_Your tasks_.
a. Answer these questions from the watch forum thread, one line each, marked (i), (ii), (iii):
(i) What watch did Kwing5 receive from Chitown?
(ii) Which model did speedyforlife order?
(iii) How long was the Jomashop backorder?
b. Please decide whether each statement agrees with the watch forum thread, answering yes or no and quoting the words that decide it:
(i) The wooden box weighed about 6 lbs.
(ii) Sergey shipped the watch the next day.
(iii) Nwing2020 bought only one watch from them.
c. Rewrite the part of the watch forum thread that begins with "## Nwing2020" and ends after "recommend Chitown watches.", swapping "Sergey" for "the seller".

Just received a Seamaster yesterday from Chitown, and it is absolutely awesome. Matching numbers, warranty card, a wooden box that is about 6lbs...just perfect. It's my first watch over $400 and although its always risky not to buy from AD, based on everything i read here i decided to take the chance and so far I'm extremely pleased.


----------



## LoveThySpeedy

Kwing5 said:


> Just received a Seamaster yesterday from Chitown, and it is absolutely awesome. Matching numbers, warranty card, a wooden box that is about 6lbs...just perfect. It's my first watch over $400 and although its always risky not to buy from AD, based on everything i read here i decided to take the chance and so far I'm extremely pleased.


Congratulations!! 
Post some pics of the watch!


----------



## speedyforlife

Ordered my first luxury watch - Speedy Pro Hesalite from ChiTown. Can't wait for it! Thanks to all the users in the thread to help me make a solid decision.


----------



## Nwing2020

I purchased many watches from them. VERY trustworthy.


----------



## bubbaxb

I purchased my Speedy pro from Sergey and he shipped it out within the hour of submitting order. I had originally ordered it via Jomashop but only after I purchased did they tell me it would be a 4 week backorder. I contacted Sergey and he said he had it in hand and ready to ship WITH manufactures warranty. Well I opened it today and couldn't be happier. I highly recommend Chitown watches.

_Input data_.
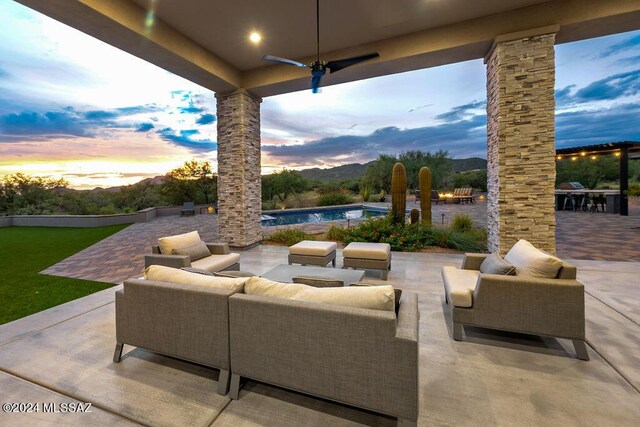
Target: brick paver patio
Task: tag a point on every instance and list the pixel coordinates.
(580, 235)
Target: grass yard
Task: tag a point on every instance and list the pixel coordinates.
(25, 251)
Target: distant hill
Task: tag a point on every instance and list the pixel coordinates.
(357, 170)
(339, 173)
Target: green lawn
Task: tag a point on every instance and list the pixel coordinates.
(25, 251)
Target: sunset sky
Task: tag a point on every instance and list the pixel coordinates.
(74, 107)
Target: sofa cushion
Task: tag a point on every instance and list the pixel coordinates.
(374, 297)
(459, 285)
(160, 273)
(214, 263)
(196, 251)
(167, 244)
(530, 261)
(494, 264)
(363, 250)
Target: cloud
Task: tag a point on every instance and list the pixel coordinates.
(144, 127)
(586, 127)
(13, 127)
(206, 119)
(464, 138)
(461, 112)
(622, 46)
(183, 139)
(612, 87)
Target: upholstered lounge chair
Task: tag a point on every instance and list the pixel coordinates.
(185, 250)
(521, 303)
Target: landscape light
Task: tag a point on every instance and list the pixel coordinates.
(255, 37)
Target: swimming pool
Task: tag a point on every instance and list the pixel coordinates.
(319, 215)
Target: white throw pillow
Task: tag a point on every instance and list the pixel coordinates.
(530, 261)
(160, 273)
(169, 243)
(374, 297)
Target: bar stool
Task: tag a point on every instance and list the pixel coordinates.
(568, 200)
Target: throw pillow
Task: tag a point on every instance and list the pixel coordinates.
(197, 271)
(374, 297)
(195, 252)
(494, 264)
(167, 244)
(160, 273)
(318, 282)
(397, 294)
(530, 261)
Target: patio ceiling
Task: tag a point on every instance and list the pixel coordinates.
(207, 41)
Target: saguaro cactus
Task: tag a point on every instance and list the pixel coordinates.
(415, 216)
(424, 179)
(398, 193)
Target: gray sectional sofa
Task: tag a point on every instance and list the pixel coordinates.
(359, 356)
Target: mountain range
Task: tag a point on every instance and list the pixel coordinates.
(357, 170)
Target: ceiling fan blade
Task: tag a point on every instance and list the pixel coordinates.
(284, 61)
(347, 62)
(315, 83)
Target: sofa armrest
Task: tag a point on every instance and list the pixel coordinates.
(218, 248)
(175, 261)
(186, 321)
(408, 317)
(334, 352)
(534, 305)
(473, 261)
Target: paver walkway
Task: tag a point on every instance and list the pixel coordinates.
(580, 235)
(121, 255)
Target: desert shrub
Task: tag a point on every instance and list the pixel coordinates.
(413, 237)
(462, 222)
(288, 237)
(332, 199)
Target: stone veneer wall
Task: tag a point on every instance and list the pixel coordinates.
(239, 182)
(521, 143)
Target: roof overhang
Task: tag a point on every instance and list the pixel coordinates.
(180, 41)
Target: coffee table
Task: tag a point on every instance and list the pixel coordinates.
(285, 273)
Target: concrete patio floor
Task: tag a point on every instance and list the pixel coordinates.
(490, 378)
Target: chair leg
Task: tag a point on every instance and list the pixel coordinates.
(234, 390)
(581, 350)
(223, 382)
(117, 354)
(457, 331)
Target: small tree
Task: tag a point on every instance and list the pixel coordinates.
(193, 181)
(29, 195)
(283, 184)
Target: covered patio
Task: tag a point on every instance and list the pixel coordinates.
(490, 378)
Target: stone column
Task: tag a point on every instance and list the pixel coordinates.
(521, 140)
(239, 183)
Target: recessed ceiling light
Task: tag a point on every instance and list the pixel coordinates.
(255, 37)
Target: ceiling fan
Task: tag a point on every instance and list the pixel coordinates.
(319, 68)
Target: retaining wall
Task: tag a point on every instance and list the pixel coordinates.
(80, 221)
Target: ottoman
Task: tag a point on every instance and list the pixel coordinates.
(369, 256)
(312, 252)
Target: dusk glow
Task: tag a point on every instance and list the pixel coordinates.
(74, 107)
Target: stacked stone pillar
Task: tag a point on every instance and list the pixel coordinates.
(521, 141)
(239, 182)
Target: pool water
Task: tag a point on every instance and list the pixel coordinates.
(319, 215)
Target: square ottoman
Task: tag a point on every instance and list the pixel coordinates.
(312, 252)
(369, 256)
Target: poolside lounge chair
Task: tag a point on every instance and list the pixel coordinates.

_Answers for the exercise_.
a.
(i) A Seamaster
(ii) Speedy Pro Hesalite
(iii) 4 weeks

b.
(i) Yes: "a wooden box that is about 6lbs"
(ii) No: "he shipped it out within the hour of submitting order"
(iii) No: "I purchased many watches from them."

c.
## Nwing2020

I purchased many watches from them. VERY trustworthy.


----------



## bubbaxb

I purchased my Speedy pro from the seller and he shipped it out within the hour of submitting order. I had originally ordered it via Jomashop but only after I purchased did they tell me it would be a 4 week backorder. I contacted the seller and he said he had it in hand and ready to ship WITH manufactures warranty. Well I opened it today and couldn't be happier. I highly recommend Chitown watches.